Passage provided:
^^^^^^^^

A group campaigning for equal citizenship has questioned why a footballer can be granted citizenship but not children born to a Malaysian parent.
The Malaysian Campaign for Equal Citizenship, a movement led by the Foreign Spouses Support Group questioned if these children are being forgotten by the government.
"Children born overseas to Malaysian women face delays and rejections with no guarantee of approval. Many are living here, some waiting to return to Malaysia.
"Many children born out of legal marriage to Malaysian men are living in Malaysia stateless.
"These children grow up to be adults and continue to have unequal access to rights, especially to tertiary education and economic opportunities," they tweeted.
The tweet was in response to news that footballer Liridon Krasniqi from Kosovo had been granted citizenship.
Krasniqi, who currently plays for the Johor Darul Ta'zim football team, received his MyKad on Monday.
Previously the Malaysian Campaign for Equal Citizenship had mooted constitutional amendments to make citizenship more equitable.
This is as Article 14 of the Federal Constitution allows Malaysian men to pass on citizenship to their children born overseas, with approval being obtained within a month of applying for citizenship.
Meanwhile, Malaysian women with foreign spouses have to apply for their children’s citizenship under a different provision - Article 15 (2) of the Federal Constitution.
Deputy Women, Family, and Community Development Minister Hannah Yeoh said Putrajaya was seeking to address citizenship issues.
This includes pushing for automatic citizenship for overseas-born children of Malaysian women, as well as for DNA to be used as conclusive evidence for citizenship approval.

^^^^^^^^

[Data records]
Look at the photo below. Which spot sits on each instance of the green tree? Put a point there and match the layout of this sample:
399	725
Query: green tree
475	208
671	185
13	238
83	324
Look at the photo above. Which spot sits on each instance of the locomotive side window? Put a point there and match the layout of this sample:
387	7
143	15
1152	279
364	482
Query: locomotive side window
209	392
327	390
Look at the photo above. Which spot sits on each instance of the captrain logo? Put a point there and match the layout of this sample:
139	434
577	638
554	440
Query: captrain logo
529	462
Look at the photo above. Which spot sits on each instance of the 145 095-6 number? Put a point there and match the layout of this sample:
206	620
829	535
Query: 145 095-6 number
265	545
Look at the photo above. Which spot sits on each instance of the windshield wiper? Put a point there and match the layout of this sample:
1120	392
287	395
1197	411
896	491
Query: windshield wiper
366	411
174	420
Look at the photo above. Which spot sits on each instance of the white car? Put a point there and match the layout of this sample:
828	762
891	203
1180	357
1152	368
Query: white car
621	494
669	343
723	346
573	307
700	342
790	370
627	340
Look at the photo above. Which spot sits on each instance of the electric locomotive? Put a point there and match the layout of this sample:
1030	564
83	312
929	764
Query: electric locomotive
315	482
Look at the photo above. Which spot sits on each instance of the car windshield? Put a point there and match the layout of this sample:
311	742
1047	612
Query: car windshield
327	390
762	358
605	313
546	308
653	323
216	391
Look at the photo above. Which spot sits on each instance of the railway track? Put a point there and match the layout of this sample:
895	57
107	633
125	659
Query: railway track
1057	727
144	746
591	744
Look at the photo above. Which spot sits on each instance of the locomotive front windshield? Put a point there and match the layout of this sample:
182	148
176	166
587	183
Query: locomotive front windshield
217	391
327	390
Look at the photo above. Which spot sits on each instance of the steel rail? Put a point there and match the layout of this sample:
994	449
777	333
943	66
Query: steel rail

^^^^^^^^

What you are asked to do: From the citizenship report above, reproduce word for word the passage that begins with the words "Krasniqi, who currently" and ends with the words "for citizenship approval.".

Task solution:
Krasniqi, who currently plays for the Johor Darul Ta'zim football team, received his MyKad on Monday.
Previously the Malaysian Campaign for Equal Citizenship had mooted constitutional amendments to make citizenship more equitable.
This is as Article 14 of the Federal Constitution allows Malaysian men to pass on citizenship to their children born overseas, with approval being obtained within a month of applying for citizenship.
Meanwhile, Malaysian women with foreign spouses have to apply for their children’s citizenship under a different provision - Article 15 (2) of the Federal Constitution.
Deputy Women, Family, and Community Development Minister Hannah Yeoh said Putrajaya was seeking to address citizenship issues.
This includes pushing for automatic citizenship for overseas-born children of Malaysian women, as well as for DNA to be used as conclusive evidence for citizenship approval.